**Given passage:**

• • •

Dublin, CA 94568.Unassociated Document

    
      

    

    
      EXHIBIT
10.17

    

     

     

    TALEO
CORPORATION

     

    WAIVER
OF RIGHTS AND RELEASE OF CLAIMS AGREEMENT

     

     

    This
Waiver of Rights and Release of Claims Agreement (the “Agreement”)
is made by and between Taleo Corporation (the “Company”)
and Jeffrey Carr (“Executive”).

     

    WHEREAS, the Company and
Executive entered into an employment agreement, dated May 8, 2006 (the “Employment
Agreement”);

     

    WHEREAS, Section 6 of the
Employment Agreement provided that Executive would be entitled to severance upon
the occurrence of certain events;

     

    WHEREAS, the Company
terminated Executive’s employment and paid him severance pursuant to his
Employment Agreement in an amount equal to one hundred and sixty-six thousand,
four hundred and forty-four dollars ($166,444.00) (the “Severance
Amount”);

     

    WHEREAS, Executive has
elected, in an abundance of caution, to repay the Severance Amount to the
Company in accordance with Internal Revenue Service Notice 2008-113 in order to
avoid any potential negative tax implications under Section 409A of the Internal
Revenue Code of 1986, as amended and the final regulations and any guidance
promulgated thereunder (“Section
409A”); and

     

    WHEREAS, the Company and
Executive entered into a promissory note, dated December 29, 2008 (the “Promissory
Note”), whereby the Company loaned Executive one hundred and sixty-six
thousand, four hundred and forty-four dollars ($166,444.00) (the “Loan
Principal”);

     

    WHEREAS, the Company agrees to
repay Executive the Severance Amount on the date that is six (6) months and one
(1) day after the date the Company made the loan to Executive; and

     

    WHEREAS, Executive agrees to
repay the Company the Loan Principal and applicable interest thereon pursuant to
the Promissory Note by making monthly interest payments and a final balloon
payment on the date that is six (6) months and one (1) day after the date the
Company made the loan to Executive.

     

    NOW, THEREFORE, in
consideration of the mutual promises made herein, the parties hereby agree as
follows:

     

    1.           Release of
Claims.  Executive, on his own behalf and on behalf of his
respective heirs, family members, executors, agents, and assigns, hereby and
forever releases the Company and its current and former officers, directors,
employees, agents, investors, attorneys, shareholders, administrators,
affiliates, divisions, and subsidiaries, and predecessor and successor
corporations and assigns (collectively, the “Releasees”)

• • •

(Source records)
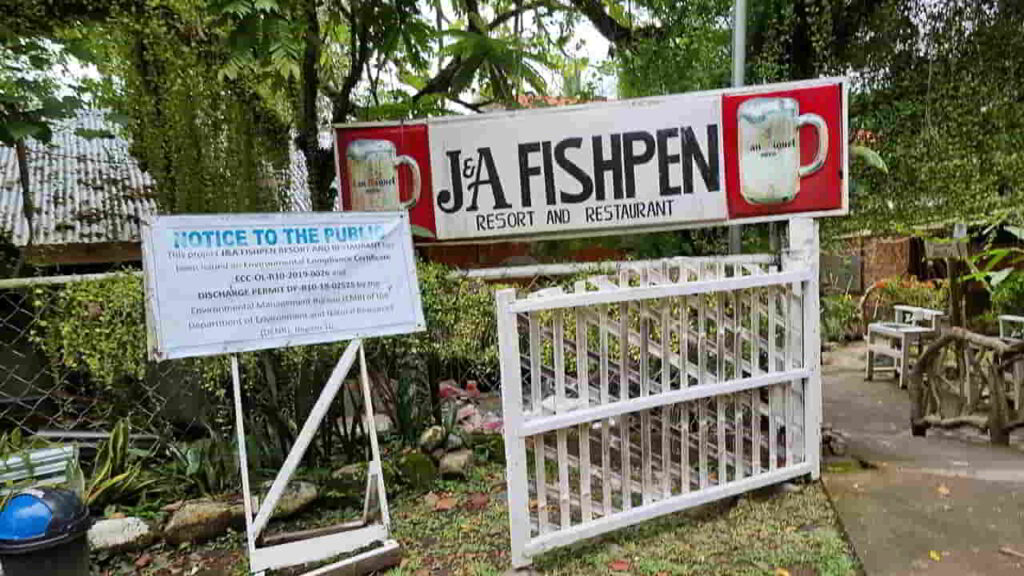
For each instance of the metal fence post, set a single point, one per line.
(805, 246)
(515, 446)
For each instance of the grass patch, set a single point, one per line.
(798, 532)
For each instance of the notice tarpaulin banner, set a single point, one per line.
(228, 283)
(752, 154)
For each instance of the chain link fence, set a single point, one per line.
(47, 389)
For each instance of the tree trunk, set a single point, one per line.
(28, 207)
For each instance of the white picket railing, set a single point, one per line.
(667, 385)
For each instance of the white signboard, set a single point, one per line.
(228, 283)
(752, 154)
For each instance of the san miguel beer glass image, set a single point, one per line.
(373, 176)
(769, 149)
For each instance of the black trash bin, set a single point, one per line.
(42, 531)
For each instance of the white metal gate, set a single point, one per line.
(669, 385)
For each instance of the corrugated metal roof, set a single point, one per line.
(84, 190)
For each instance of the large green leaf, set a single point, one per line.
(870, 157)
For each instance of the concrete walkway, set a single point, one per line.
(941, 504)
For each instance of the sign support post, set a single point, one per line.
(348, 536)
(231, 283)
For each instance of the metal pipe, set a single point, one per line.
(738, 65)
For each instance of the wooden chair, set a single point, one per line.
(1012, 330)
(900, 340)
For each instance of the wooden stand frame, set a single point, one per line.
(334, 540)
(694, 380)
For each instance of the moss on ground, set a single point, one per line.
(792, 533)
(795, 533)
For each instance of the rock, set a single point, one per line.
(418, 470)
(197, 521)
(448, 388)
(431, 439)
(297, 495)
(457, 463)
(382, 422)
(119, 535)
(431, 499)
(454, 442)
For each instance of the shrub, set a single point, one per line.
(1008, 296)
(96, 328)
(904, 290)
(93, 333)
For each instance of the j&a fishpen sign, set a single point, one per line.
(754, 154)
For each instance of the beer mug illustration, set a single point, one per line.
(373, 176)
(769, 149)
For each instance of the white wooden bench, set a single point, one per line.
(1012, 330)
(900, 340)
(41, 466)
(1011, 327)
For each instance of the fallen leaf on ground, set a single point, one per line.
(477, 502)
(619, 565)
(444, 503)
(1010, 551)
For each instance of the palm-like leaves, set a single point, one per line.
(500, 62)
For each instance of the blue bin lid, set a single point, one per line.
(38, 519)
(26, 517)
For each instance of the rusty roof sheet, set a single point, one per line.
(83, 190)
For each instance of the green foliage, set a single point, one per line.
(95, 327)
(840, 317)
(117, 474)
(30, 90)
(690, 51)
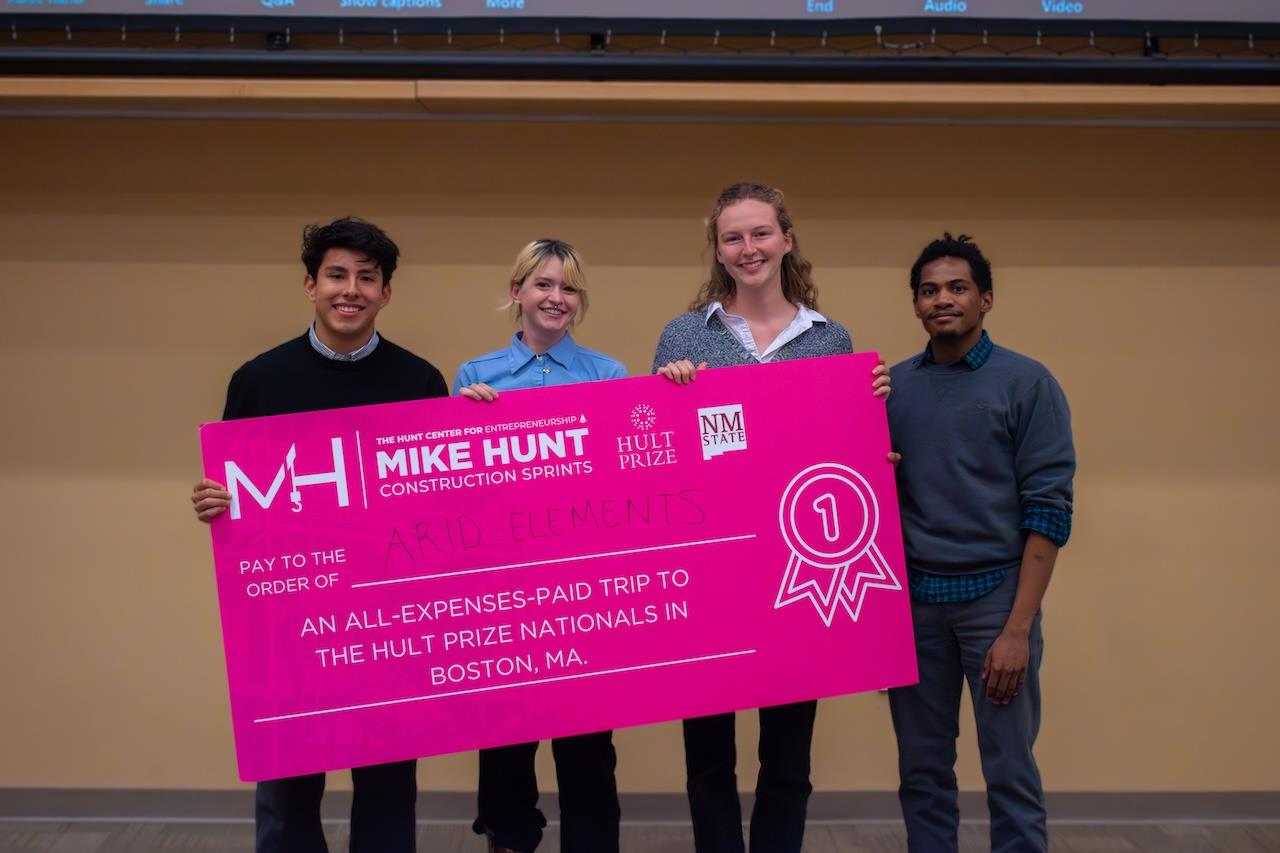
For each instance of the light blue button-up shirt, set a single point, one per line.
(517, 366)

• • •

**Problem requirements:**
Using the release agreement, answer these:
(a) On what date did the Company and Executive enter into the Employment Agreement?
(b) How much severance did the Company pay Executive?
(c) On what date is the Promissory Note dated?
You can leave the records aside, since nothing here depends on them.

**Result below:**
(a) May 8, 2006
(b) $166,444.00
(c) December 29, 2008